[O que fazer]:
A: Entre os grupos habilitados para o arrendamento, liste aqueles cuja atitude quanto à proposta comercial é descrita no texto sobre o arrendamento do terminal de gás.
B: Segundo o texto sobre o arrendamento do terminal de gás, até quando vale o contrato de aluguel da unidade?
C: Retome o texto sobre o arrendamento do terminal de gás a partir do ponto em que ele termina.

A falta de concorrência por um ativo-chave para a entrada de novos atores no setor deixa uma mensagem clara sobre o quanto a abertura do gás é um processo complexo que depende de um elevado grau de coordenação e não ocorre de forma imediata.
Ao todo, dez grupos diferentes se habilitaram para o arrendamento do terminal: BP, Shell, Total, Repsol, Golar, Excelerate, Naturgy, Compass, Eneva e Bahiagás. Ao fim, no dia da concorrência, na quarta-feira (30), apenas a Golar Power apresentou uma proposta comercial pelo ativo. A BP pediu a postergação da abertura de propostas comerciais para sanar pendências e informou que sua proposta não seria vinculante. A Compass declinou da apresentação da proposta comercial.
A proposta da Golar foi desclassificada em meio à deflagração, na semana passada, da 75ª fase da “Operação Lava-Jato”, que colocou no alvo das investigações o presidente da empresa, Eduardo Antonello, por suspeitas de corrupção nos tempos em que ele atuava na Seadrill, em contratos com a Petrobras.
Antonello se afastou do cargo na Golar para se dedicar à sua defesa. A Petrobras, contudo, reviu o Grau de Risco de Integridade (GRI) da Golar para alto e desclassificou a companhia do processo.
A licitação entra, agora, em fase recursal. Caso a concorrência seja encerrada sem propostas válidas, a estatal abrirá uma nova licitação.
A Golar Power alega, em sua defesa, que as investigações não têm nenhuma conexão com suas atividades e são relativas a condutas anteriores ao trabalho de Antonello na empresa. A companhia vive um momento turbulento em meio à suspensão do seu processo de abertura de capital nos Estados Unidos. A companhia corre o risco, ainda, de sofrer ações coletivas de investidores nos EUA.
Joint venture entre a norueguesa Golar LNG e o fundo americano Stonepeak, a Golar Power é uma das empresas mais ativas no processo de abertura do mercado de gás, já possui um terminal de GNL no Sergipe e consolidaria uma posição privilegiada, sem grandes concorrentes imediatos no Nordeste, a exceção da própria Petrobras e pequenos produtores terrestres.
Quem arrematar o terminal baiano terá condições de entrar no mercado com cargas importadas de gás, num momento em que os preços da commodity estão baixos. O contrato de aluguel da unidade é válido até o fim de 2023.

Itens extraídos de uma coleção:

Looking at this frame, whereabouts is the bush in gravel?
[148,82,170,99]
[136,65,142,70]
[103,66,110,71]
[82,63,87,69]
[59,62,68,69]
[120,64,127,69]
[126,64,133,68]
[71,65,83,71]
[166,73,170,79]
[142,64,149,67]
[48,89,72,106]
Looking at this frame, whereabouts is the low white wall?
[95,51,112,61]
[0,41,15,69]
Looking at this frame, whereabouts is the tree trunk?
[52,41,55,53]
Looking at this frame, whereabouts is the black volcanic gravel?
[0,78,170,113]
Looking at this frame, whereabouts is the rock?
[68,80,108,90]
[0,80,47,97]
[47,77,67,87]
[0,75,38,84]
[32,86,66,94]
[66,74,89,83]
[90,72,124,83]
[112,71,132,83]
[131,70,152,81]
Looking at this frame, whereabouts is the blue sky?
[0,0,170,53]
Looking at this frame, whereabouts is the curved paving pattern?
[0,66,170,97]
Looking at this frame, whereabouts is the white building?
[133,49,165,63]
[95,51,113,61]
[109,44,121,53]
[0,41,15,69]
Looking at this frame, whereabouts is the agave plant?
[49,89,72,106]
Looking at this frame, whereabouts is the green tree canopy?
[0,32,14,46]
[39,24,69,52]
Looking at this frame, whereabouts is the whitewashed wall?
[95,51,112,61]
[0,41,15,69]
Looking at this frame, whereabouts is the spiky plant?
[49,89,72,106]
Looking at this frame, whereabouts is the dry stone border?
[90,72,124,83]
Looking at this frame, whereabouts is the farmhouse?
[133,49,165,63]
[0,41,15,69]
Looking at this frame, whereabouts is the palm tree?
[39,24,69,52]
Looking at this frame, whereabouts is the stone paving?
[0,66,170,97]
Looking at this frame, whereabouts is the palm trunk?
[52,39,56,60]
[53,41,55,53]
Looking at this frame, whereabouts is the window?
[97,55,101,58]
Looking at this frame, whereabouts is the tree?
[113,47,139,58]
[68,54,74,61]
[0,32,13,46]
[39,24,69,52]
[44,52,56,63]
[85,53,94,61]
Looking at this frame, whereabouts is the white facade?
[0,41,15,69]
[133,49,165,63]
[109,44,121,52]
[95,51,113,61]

[Resultados por tarefa]:
A: Golar Power, BP e Compass.

B: Até o fim de 2023.

C:
A planta de regaseificação será a primeira do tipo a ser operada pela iniciativa privada em condições de injetar gás na malha de gasodutos — as unidades da Celse (Golar/ EBrasil Energia), no Sergipe, e da GNA (Prumo Logística / Siemens / BP), no Porto do Açu (RJ), não estão conectadas ao sistema.
Na avaliação do presidente da consultoria Gas Energy, Rivaldo Moreira Neto, o insucesso da licitação do terminal da Bahia é reflexo da falta de previsibilidade sobre quando, de fato, as transportadoras TAG e NTS vão promover as chamadas públicas para contratação das capacidades de seus gasodutos. Sem isso, o novo operador da planta de regaseificação não terá como acessar a malha nacional de gasodutos e levar o gás para mercados mais distantes.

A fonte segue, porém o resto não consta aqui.